"""

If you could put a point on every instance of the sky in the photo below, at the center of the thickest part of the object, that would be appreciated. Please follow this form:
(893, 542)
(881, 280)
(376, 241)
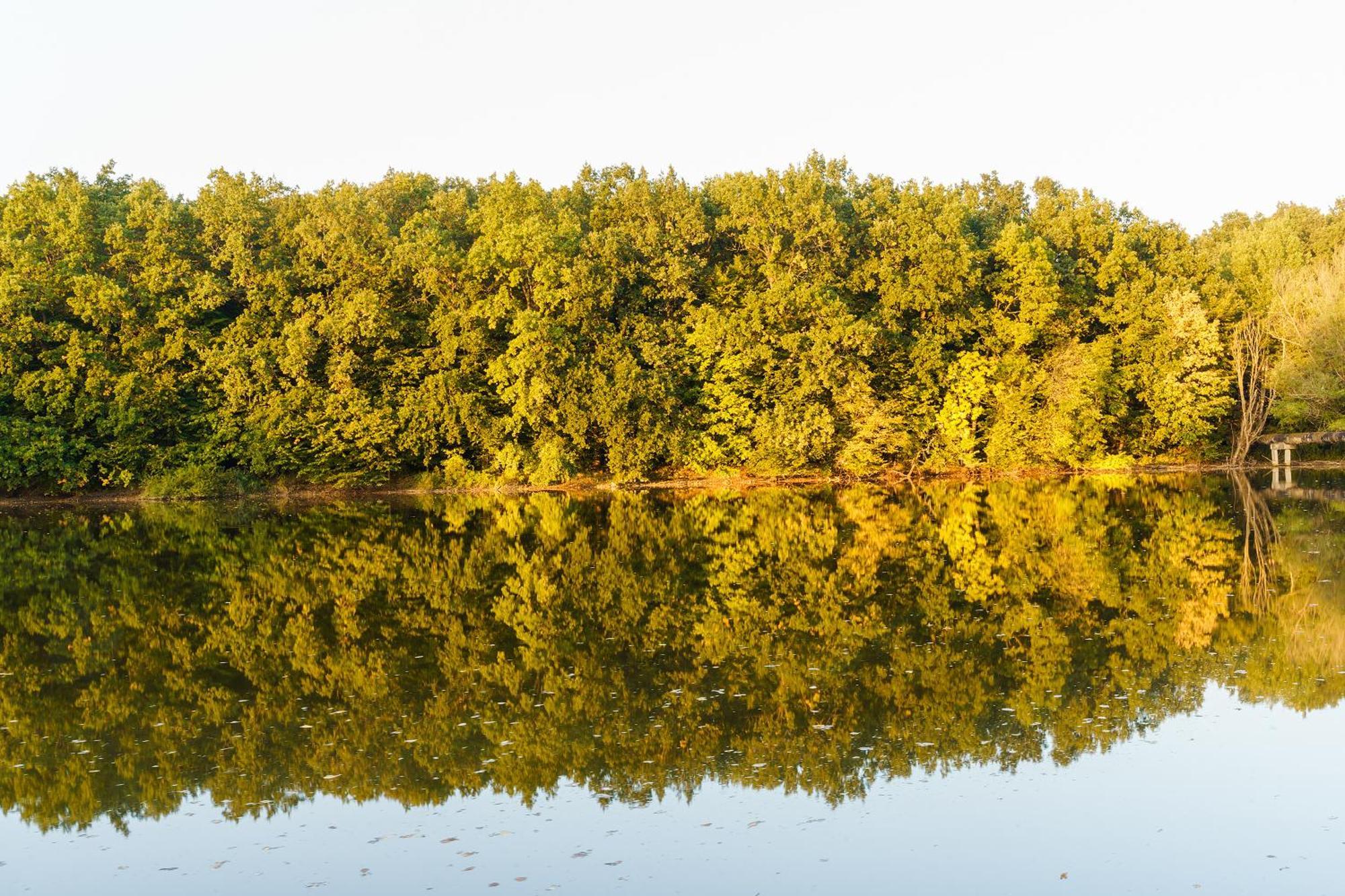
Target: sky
(1183, 110)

"""

ABOUT THIS TASK: Exclude the images, then output the data above word for word.

ANSWER FOR THE TASK:
If you could put a point on every instance of the sky in the photo below, at the center of the thickest part of the object, that would be appreciated. Please follow this form:
(893, 542)
(881, 280)
(376, 241)
Target: sky
(1183, 110)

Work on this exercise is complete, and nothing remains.